* Your assignment *
Your job with the data below: print everything from the line that holds "of the brown" down to the line that holds "of the tire", ends included, exactly, and nothing else.

* Study material *
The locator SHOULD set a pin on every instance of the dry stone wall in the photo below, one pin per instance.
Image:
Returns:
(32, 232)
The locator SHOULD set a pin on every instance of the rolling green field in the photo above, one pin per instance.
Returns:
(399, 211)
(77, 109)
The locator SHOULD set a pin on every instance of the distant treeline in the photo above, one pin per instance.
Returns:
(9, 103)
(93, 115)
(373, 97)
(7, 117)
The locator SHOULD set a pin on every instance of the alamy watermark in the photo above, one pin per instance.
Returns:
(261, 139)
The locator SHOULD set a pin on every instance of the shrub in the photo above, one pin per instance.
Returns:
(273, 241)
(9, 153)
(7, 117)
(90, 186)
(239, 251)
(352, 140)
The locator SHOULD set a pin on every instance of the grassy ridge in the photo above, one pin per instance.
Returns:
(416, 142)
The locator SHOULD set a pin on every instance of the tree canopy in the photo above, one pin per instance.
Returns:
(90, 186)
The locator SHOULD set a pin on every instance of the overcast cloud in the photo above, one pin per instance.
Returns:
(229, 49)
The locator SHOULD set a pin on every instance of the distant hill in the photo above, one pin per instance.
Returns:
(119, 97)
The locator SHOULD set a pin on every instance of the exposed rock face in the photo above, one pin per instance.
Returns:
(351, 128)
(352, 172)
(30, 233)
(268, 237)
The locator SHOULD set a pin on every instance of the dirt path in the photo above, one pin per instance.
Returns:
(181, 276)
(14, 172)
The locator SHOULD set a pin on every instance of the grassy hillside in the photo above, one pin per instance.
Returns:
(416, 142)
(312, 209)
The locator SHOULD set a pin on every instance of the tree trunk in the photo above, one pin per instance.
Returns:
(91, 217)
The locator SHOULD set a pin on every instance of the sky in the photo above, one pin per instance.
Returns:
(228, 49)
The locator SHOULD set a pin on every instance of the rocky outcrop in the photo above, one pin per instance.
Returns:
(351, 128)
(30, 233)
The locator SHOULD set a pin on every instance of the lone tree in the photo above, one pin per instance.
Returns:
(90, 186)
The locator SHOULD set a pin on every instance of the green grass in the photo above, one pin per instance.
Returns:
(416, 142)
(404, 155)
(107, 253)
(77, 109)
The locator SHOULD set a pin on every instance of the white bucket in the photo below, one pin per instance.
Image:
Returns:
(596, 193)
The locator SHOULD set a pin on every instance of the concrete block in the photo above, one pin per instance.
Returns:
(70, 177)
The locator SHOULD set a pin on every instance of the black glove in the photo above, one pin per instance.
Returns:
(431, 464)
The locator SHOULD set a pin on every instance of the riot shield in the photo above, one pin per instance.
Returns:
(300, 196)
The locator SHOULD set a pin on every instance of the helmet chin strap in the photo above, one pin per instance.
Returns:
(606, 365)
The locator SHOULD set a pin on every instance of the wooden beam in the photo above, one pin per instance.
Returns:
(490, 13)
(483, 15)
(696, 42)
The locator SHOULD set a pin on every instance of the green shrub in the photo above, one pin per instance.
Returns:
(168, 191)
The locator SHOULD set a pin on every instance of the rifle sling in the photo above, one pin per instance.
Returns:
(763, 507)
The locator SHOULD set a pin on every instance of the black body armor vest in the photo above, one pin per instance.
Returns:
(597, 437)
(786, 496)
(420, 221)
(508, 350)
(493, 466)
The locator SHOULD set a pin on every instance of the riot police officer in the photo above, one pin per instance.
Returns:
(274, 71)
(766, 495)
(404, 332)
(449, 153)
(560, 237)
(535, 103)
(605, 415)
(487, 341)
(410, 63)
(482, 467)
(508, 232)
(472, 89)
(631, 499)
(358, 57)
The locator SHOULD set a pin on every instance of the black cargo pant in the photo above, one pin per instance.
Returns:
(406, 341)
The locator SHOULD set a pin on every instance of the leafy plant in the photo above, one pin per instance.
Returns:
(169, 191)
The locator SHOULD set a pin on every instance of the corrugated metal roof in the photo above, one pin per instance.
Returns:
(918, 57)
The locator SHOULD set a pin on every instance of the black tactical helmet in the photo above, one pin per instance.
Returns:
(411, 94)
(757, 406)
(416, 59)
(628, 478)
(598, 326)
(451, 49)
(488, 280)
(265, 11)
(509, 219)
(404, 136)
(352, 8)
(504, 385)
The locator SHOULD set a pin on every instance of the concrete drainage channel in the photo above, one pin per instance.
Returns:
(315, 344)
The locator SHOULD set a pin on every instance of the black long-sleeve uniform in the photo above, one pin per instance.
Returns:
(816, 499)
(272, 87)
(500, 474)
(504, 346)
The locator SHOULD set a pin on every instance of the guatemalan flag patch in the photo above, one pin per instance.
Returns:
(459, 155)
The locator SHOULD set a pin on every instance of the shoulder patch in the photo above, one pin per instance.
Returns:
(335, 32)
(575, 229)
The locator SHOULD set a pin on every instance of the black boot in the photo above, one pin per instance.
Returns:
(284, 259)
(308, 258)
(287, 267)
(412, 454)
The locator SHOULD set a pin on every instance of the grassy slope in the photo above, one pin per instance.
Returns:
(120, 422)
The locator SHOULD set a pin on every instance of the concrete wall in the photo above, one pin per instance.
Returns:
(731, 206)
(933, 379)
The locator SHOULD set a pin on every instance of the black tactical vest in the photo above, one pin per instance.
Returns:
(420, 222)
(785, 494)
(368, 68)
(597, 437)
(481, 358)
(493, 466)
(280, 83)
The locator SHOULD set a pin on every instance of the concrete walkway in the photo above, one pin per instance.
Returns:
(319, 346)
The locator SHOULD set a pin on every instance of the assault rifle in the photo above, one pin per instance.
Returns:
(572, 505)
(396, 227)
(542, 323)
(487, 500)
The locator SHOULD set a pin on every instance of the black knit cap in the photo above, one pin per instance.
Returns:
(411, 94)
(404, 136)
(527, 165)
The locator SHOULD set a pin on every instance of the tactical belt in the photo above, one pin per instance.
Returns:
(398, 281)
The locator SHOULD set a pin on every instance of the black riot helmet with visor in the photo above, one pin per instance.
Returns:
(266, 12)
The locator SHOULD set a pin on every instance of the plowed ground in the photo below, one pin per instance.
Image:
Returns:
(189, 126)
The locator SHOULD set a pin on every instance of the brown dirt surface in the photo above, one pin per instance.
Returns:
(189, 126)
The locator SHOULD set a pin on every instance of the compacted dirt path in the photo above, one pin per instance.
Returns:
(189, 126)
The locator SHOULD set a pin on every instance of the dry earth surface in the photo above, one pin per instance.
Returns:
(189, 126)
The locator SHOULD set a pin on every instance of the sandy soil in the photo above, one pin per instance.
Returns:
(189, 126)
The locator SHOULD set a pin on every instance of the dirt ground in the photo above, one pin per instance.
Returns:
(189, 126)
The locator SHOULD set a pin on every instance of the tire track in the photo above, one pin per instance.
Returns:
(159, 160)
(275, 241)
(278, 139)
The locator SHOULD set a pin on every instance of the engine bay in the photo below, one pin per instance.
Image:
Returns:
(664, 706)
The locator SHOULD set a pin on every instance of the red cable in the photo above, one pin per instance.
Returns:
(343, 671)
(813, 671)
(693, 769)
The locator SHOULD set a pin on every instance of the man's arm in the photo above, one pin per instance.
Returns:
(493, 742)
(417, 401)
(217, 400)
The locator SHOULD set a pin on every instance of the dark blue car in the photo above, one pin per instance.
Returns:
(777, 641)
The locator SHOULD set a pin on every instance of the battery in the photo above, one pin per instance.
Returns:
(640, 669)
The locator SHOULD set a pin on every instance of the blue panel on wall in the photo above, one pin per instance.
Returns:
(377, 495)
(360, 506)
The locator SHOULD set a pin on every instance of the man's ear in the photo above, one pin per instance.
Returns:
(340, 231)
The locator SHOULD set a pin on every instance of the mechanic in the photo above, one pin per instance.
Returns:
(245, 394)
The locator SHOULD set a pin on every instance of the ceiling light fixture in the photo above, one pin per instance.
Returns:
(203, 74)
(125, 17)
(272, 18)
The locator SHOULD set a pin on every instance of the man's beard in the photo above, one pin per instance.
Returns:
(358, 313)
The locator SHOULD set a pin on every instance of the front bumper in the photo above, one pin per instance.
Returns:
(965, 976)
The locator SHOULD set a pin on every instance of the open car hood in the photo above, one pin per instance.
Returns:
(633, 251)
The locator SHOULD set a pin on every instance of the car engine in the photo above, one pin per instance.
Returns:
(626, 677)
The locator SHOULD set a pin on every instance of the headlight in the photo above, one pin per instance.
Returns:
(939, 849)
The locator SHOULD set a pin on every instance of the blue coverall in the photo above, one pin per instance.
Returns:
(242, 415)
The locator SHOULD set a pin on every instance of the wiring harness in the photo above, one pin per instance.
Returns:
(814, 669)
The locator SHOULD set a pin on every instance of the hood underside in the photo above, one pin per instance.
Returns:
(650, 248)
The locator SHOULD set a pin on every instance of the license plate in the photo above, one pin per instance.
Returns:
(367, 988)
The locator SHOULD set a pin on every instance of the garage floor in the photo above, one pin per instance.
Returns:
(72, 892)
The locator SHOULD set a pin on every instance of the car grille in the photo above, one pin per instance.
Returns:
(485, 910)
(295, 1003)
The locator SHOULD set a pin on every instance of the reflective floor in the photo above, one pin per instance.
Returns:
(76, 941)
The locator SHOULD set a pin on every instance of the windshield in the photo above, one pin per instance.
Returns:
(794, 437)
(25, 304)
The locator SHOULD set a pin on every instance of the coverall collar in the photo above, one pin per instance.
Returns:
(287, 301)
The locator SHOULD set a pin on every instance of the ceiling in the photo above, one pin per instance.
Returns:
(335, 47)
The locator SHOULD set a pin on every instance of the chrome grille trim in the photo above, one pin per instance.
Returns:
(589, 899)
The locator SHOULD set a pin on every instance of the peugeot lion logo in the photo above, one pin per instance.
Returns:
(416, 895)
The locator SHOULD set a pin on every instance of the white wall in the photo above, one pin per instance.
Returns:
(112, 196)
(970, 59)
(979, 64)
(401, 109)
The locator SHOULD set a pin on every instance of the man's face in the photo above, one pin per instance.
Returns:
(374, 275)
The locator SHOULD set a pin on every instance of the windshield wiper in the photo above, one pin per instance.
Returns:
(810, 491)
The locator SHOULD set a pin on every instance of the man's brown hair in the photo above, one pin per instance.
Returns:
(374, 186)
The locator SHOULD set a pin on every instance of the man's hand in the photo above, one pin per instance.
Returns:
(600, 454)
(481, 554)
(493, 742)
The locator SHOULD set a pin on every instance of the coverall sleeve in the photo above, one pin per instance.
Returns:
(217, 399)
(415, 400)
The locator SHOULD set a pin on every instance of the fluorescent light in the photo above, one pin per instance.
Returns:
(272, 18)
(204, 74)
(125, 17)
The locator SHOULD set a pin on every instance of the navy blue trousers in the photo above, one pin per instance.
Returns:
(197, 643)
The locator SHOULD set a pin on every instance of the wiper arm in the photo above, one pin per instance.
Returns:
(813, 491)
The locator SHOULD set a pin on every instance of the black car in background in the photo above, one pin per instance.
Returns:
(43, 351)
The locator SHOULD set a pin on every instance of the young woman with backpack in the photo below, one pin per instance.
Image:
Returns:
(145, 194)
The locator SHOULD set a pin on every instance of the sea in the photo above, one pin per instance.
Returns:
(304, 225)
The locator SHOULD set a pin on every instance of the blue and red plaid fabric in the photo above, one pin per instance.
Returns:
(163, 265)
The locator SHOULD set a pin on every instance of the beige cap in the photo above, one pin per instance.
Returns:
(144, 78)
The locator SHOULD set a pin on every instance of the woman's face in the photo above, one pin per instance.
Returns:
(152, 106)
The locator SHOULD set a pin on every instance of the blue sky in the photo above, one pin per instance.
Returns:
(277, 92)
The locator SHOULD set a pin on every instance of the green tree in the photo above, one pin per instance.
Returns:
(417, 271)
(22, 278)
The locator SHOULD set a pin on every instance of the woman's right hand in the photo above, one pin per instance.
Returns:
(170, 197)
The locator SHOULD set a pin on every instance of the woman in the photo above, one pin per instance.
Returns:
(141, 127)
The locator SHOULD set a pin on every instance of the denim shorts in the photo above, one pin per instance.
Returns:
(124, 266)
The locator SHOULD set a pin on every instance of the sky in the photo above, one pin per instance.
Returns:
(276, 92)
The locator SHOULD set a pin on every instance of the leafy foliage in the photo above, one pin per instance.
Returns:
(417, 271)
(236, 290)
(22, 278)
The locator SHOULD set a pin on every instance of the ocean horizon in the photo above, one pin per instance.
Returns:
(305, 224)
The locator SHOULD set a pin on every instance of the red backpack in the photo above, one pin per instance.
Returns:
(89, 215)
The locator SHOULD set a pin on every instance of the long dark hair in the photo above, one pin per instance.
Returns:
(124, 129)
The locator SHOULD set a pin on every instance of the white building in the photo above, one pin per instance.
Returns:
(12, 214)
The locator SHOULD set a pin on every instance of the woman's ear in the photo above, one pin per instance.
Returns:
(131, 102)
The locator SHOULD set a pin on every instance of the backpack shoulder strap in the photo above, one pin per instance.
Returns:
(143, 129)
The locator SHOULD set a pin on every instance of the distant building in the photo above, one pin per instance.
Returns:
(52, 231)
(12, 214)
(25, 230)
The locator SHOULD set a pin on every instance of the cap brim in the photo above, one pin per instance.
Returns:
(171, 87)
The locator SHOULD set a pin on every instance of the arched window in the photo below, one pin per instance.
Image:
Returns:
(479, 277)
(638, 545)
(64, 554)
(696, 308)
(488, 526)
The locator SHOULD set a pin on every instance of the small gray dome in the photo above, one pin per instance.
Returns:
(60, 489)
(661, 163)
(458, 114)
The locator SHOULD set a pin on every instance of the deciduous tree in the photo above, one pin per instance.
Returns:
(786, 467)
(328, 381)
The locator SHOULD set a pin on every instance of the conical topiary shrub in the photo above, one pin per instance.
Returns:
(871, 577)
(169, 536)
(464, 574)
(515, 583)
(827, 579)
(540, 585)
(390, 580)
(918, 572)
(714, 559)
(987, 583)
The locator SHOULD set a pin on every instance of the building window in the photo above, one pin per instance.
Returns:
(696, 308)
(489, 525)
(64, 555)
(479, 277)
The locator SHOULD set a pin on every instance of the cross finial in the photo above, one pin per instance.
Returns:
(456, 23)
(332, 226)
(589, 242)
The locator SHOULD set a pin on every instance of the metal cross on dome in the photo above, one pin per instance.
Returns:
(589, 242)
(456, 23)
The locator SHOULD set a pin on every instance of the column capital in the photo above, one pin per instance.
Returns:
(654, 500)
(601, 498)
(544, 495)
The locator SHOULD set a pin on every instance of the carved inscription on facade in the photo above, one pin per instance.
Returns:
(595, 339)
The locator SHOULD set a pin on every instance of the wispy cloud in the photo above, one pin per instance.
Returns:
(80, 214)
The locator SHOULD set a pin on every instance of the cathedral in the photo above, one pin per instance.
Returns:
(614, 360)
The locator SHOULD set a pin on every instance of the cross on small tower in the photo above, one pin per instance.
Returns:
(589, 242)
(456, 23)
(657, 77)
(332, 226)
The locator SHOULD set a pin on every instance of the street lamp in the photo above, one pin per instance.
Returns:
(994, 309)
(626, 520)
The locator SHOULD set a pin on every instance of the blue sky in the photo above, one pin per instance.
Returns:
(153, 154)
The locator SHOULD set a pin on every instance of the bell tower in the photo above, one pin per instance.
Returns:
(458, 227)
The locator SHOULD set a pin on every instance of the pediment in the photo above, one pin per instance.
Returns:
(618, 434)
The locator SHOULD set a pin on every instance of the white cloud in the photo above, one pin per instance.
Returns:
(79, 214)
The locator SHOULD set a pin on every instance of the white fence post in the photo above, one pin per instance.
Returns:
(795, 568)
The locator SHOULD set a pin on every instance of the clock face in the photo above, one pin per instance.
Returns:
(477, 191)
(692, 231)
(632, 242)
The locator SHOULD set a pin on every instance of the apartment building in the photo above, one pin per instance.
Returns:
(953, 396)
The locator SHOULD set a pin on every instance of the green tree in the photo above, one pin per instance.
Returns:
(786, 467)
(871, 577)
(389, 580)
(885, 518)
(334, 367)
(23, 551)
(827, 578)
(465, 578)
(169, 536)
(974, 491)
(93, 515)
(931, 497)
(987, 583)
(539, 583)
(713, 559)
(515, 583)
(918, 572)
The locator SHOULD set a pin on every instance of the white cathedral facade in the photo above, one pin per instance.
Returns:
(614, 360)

* Solution below *
The locator SHOULD set a pin on every instance of the brown dirt surface in the photo above, one pin per instance.
Returns:
(189, 126)
The locator SHOULD set a pin on every instance of the compacted dirt path in the photo above, one pin per instance.
Returns:
(189, 126)
The locator SHOULD set a pin on every instance of the dry earth surface in the photo above, one pin per instance.
Returns:
(189, 126)
The locator SHOULD set a pin on every instance of the sandy soil in the photo above, one pin per instance.
Returns:
(189, 126)
The locator SHOULD set a pin on every instance of the dirt ground in the photo above, one pin per instance.
Returns:
(189, 126)
The locator SHOULD set a pin on every instance of the tire track in the photo above, one pin per instance.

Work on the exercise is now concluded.